> [Descrição do problema] Cite, sem nenhuma alteração, o trecho do texto sobre a política externa de Obama que vai de "Os norte-americanos deixaram" a "distância ou drones.".

Os norte-americanos deixaram de ser um povo em guerra. No entanto, os EUA não conseguiram se livrar totalmente dos conflitos herdados da década passada. Mantêm uma pequena presença no Afeganistão, e o EI os obrigou a voltarem para o Iraque e para a vizinha Síria. A guerra de Obama adota uma nova modalidade: forças especiais, como as que mataram Bin Laden, e aviões pilotados à distância ou drones.
Obama chegou ao poder prometendo redirecionar a política externa para a Ásia e exercer ali um papel de contrapeso às ambições regionais chinesas, mas permaneceu retido Oriente Médio. Não foi capaz de conter as ânsias expansionistas da China na Ásia, nem as da Rússia na Europa e no Oriente Médio.
A Síria poderá ser a principal mancha em seu currículo. O presidente entendeu que depois do trauma no Iraque os norte-americanos não queriam mais guerras, e concluiu que, em um país onde os inimigos dos Estados Unidos estavam dos dois lados, uma intervenção poderia complicar as coisas.
O outro êxito de Obama na política externa é a aproximação de dois países que há décadas tinham uma relação de inimizade com os Estados Unidos: Cuba e Irã. A reabertura das relações diplomáticas com Havana encerrou a Guerra Fria na América Latina, com 25 anos de atraso. O acordo com o Irã para suspender seu programa nuclear serviu para recuperar a comunicação entre Washington e Teerã, e reequilibrou o jogo de forças no Oriente Médio.
A frase que define sua política externa foi pronunciada “em off”, em 2014, a bordo do Air Force One, diante de um grupo de jornalistas, durante uma viagem à Ásia. “Don’t do stupid shit”, disse. “Não faça besteiras” seria uma tradução suave.
O jornalista Mark Landler, que estava naquele avião, descreve o episódio em seu livro Alter Egos. Landler escreve que Obama acredita que “os Estados Unidos estão demasiadamente dispostos a recorrer à força militar para defender seus interesses” e que “a intervenção norte-americana em outros países normalmente acaba de maneira infeliz”.
Obama é um realista, mas também um idealista. Um pragmático, mas com uma visão universal. Alguém que, como conta em uma conversa com a biógrafa de Lincoln Doris Kearns Goodwin, sua historiadora preferida, ao se tornar adulto decidiu dedicar seus esforços à ambição de “criar um mundo no qual pessoas de diferentes raças, origens e crenças possam se reconhecer na humanidade de uns e outros, ou em criar um mundo em que toda criança, não importa sua procedência, possa aspirar, alcançar e realizar seu potencial”.
O legado de um presidente foge de seu controle, de sua simples atuação executiva: o país que ele deixará para seu sucessor está mais dividido, sim, mas também é o país que legalizou o casamento homossexual, e é um país mais diversificado e mais inter-racial. Com sua identidade – filho de uma branca do Kansas e de um negro do Quênia – Obama reflete as mudanças profundas deste país, mais do que os molda.

(Registros armazenados)
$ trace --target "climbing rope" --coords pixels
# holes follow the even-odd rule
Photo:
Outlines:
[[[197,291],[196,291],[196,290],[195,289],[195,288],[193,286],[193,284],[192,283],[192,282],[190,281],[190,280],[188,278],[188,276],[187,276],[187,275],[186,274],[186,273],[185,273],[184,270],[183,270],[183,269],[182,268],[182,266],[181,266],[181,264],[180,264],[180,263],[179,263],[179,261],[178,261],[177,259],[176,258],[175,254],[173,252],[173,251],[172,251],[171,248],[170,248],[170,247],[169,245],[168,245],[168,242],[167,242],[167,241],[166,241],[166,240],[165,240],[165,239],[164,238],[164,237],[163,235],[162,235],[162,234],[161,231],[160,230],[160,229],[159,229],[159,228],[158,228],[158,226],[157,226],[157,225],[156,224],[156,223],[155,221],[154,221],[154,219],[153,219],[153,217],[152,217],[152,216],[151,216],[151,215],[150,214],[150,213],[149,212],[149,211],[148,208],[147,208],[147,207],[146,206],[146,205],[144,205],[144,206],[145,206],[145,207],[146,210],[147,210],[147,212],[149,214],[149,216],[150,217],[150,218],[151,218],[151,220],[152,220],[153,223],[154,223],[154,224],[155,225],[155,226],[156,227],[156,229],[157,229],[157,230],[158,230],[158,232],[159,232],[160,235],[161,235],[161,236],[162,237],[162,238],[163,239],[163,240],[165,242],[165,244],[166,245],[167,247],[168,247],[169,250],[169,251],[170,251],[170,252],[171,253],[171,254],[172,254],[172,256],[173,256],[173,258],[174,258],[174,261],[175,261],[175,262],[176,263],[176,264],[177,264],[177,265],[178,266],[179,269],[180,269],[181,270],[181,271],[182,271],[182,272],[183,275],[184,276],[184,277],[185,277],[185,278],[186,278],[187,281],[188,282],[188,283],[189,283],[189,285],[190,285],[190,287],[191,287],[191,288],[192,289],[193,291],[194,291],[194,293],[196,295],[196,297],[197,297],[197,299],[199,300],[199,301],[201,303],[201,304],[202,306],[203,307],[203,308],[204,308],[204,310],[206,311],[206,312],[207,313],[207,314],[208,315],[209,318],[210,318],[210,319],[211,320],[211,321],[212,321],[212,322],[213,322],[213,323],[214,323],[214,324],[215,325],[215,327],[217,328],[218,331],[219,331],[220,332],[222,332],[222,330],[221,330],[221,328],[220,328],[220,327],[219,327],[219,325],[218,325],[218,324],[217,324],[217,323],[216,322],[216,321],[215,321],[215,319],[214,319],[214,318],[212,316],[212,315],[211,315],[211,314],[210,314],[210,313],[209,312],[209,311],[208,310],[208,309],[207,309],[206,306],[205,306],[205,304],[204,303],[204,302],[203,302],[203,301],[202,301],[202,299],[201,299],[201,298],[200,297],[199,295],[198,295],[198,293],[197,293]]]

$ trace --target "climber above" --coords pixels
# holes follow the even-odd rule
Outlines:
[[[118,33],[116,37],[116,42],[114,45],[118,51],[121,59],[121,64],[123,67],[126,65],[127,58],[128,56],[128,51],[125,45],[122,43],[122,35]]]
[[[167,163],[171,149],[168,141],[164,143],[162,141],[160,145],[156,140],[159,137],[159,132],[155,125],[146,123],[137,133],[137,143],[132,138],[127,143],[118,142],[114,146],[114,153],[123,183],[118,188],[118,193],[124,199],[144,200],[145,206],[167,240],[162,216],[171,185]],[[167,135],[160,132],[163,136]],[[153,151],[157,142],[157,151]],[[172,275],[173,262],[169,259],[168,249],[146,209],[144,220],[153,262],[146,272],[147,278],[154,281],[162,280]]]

> [Solução do problema]
Os norte-americanos deixaram de ser um povo em guerra. No entanto, os EUA não conseguiram se livrar totalmente dos conflitos herdados da década passada. Mantêm uma pequena presença no Afeganistão, e o EI os obrigou a voltarem para o Iraque e para a vizinha Síria. A guerra de Obama adota uma nova modalidade: forças especiais, como as que mataram Bin Laden, e aviões pilotados à distância ou drones.